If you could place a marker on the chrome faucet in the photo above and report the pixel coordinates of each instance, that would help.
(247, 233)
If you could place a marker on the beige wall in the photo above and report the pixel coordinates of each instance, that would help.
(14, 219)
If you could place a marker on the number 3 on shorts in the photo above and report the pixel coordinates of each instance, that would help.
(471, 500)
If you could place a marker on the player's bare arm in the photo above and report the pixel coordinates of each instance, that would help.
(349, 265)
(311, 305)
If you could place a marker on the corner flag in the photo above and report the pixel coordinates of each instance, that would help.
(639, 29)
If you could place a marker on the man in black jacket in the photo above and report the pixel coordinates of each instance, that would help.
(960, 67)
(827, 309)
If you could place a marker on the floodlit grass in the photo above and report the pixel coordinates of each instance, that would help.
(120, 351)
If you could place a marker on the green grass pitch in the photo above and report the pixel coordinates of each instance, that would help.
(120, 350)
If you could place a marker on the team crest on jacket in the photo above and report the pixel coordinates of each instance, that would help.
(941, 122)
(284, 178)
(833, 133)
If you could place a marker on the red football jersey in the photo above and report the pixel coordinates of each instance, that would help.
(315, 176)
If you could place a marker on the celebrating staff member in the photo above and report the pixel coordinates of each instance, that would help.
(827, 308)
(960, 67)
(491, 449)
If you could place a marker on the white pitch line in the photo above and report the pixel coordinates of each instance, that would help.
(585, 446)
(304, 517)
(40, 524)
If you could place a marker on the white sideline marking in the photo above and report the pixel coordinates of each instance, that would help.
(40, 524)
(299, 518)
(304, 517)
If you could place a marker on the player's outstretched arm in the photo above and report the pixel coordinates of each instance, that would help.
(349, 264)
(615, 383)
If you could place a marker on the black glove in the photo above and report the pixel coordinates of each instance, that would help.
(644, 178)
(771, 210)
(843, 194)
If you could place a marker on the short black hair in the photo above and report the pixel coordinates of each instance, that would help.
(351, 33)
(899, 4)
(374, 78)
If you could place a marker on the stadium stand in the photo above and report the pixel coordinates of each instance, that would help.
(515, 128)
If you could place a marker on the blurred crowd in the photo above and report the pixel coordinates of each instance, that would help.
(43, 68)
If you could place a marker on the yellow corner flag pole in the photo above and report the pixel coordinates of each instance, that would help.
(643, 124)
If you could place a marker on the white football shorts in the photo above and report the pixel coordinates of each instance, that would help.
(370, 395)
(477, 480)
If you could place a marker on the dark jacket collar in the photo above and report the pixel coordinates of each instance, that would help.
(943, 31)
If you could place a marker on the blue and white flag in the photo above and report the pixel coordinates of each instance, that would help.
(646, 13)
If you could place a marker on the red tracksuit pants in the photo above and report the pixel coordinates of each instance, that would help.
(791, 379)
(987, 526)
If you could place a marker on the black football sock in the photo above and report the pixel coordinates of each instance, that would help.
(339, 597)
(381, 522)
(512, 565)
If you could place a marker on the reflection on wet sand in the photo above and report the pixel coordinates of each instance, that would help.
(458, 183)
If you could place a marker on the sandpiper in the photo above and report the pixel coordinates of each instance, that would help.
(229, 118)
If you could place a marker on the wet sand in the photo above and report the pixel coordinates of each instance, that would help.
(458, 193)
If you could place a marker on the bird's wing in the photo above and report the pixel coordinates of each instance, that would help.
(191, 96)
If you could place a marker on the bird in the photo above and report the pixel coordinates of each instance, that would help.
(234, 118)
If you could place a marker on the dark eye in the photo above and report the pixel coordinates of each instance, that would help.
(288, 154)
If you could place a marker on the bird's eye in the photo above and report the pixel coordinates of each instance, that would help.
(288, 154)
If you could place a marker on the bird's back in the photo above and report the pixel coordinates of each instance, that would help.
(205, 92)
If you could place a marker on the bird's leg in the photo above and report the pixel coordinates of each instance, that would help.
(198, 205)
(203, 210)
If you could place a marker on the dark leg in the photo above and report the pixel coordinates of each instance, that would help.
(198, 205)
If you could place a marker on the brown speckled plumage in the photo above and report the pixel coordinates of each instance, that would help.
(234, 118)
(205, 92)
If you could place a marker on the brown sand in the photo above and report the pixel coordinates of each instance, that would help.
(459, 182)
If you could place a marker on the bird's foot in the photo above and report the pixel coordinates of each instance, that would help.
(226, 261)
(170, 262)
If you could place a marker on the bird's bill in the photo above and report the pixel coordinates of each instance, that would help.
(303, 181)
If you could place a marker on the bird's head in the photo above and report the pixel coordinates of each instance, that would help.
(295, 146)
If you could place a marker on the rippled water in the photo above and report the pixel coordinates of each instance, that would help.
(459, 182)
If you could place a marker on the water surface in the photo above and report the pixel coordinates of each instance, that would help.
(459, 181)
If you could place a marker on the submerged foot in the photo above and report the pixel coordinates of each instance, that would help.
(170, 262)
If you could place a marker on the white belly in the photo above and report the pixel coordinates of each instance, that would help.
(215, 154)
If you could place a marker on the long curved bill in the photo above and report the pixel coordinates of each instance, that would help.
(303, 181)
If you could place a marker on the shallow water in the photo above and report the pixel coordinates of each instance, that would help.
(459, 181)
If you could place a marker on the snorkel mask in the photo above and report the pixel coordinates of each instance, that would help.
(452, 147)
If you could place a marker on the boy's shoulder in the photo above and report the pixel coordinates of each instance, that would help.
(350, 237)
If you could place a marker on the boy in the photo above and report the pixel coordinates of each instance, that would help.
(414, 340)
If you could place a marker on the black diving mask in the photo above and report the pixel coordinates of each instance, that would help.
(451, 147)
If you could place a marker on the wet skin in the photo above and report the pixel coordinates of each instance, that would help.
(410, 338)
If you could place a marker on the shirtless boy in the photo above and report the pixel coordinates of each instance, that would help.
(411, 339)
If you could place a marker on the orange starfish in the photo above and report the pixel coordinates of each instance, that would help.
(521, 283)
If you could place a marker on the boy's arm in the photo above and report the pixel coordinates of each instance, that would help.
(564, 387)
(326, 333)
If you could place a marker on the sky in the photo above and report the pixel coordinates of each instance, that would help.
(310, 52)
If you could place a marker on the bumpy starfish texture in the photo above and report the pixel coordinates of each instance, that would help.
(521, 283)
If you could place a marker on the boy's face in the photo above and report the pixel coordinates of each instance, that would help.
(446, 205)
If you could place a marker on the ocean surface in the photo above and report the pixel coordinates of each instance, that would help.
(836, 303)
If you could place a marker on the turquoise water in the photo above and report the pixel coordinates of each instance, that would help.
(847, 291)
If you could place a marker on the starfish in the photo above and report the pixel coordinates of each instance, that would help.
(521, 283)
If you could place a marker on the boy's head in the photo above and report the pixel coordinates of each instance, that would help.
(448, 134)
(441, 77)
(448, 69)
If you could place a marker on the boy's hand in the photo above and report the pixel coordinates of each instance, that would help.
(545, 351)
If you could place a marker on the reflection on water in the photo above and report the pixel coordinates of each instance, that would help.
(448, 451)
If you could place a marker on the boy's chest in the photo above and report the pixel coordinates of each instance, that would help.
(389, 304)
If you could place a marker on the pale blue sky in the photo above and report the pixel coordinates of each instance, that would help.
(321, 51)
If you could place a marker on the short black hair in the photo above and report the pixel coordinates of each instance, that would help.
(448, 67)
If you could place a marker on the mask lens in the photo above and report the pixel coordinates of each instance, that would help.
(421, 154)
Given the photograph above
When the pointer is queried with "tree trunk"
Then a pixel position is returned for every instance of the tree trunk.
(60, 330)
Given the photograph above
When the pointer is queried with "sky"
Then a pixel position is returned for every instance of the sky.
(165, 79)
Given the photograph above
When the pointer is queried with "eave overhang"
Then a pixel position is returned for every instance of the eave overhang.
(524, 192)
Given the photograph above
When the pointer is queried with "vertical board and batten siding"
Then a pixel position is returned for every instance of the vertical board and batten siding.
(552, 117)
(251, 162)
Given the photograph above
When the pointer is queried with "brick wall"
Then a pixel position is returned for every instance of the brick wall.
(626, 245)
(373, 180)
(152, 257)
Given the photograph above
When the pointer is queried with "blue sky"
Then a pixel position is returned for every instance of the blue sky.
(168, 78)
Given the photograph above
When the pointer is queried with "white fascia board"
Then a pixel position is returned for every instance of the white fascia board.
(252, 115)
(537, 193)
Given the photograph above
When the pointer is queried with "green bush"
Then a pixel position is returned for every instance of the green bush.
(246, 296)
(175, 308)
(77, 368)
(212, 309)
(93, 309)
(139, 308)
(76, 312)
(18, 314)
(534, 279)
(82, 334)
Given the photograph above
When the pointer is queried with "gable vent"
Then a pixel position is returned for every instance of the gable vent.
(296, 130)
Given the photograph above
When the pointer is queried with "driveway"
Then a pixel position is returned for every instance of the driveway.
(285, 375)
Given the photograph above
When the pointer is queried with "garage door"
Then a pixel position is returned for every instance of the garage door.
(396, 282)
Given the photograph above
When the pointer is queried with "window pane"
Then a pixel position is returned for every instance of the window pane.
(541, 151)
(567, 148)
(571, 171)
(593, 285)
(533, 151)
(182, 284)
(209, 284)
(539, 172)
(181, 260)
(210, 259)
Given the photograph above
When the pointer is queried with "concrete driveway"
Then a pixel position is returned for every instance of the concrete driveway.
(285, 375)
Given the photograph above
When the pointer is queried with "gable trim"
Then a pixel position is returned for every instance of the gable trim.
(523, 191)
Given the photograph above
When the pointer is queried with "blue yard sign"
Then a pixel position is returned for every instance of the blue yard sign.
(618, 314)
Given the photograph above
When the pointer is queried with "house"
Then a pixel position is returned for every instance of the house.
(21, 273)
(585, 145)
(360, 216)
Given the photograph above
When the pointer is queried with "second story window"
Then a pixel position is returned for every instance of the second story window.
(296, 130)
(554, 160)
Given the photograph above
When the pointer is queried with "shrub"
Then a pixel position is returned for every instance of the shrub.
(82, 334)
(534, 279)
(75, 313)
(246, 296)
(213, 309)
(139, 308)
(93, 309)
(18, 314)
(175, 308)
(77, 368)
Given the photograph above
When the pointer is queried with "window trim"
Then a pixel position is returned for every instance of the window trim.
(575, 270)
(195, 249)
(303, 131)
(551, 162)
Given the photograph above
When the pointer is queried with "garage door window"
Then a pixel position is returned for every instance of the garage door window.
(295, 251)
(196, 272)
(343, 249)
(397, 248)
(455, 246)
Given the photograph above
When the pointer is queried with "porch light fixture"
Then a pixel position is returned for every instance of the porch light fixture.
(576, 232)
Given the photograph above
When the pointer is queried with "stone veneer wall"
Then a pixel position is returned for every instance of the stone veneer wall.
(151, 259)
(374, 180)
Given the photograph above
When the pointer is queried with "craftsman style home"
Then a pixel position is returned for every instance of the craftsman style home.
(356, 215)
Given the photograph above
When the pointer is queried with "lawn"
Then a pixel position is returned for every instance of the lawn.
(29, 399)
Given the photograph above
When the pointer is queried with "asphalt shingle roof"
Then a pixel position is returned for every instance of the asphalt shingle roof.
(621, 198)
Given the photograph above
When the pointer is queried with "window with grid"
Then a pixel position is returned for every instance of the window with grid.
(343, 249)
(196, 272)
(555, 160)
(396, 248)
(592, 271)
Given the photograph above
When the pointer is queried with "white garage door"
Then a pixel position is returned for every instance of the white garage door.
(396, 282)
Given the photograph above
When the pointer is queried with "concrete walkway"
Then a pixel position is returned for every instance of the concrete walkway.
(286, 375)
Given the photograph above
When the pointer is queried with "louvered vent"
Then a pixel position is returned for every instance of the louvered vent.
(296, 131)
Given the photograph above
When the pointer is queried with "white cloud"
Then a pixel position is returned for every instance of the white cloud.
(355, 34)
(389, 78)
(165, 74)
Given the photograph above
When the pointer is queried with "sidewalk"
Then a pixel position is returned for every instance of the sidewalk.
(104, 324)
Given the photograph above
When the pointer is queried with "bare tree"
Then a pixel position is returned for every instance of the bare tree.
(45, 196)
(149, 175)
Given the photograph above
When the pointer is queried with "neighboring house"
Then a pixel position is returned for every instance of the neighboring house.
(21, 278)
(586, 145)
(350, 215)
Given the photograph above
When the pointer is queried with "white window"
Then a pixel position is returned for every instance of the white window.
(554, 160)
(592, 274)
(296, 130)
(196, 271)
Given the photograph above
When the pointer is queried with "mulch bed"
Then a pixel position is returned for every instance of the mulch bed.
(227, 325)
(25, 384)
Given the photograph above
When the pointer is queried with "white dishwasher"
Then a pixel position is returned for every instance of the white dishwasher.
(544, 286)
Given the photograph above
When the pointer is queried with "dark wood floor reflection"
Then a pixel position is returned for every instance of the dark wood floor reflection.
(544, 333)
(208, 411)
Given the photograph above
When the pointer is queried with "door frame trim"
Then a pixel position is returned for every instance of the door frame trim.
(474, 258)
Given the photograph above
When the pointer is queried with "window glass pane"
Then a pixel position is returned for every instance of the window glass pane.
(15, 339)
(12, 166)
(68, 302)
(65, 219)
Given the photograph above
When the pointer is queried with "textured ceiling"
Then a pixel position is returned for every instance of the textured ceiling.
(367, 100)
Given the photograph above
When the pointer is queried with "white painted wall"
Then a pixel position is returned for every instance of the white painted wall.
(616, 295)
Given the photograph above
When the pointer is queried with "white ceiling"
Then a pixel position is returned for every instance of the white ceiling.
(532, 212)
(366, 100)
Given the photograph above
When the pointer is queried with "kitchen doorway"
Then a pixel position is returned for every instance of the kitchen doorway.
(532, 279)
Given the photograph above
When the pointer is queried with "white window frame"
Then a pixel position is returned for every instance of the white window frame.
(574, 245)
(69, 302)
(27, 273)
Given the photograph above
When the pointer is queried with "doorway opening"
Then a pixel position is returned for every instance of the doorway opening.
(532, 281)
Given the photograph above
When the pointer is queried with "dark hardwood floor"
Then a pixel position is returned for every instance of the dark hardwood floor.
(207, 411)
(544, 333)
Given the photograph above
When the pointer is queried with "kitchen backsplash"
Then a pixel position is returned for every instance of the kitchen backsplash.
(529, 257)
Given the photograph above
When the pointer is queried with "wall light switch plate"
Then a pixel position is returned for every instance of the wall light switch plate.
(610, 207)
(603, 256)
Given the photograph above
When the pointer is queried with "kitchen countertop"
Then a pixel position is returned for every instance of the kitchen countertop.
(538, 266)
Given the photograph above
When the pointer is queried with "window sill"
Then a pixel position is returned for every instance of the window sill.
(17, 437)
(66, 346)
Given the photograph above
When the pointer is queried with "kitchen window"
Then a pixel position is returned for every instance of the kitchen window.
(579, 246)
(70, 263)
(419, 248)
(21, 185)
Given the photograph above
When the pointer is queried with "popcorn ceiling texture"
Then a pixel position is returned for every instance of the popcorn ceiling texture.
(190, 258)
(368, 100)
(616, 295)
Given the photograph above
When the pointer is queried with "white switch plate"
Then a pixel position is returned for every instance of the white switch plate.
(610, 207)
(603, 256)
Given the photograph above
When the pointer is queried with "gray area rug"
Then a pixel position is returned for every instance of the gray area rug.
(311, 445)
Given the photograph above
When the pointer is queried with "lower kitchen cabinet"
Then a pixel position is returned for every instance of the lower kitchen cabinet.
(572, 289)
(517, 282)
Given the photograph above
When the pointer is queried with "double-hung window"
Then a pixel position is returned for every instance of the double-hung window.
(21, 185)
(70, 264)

• • • • •

What this task involves:
List every line in the material above that contains the string "board", treating uppercase and lowercase as different.

Reply:
When the pointer is queried with "vertical board and batten siding"
Then a pixel position is returned for every instance of the vertical board and batten siding.
When the pointer is queried with "white fascia board"
Then a pixel position is returned for every instance of the white fascia board.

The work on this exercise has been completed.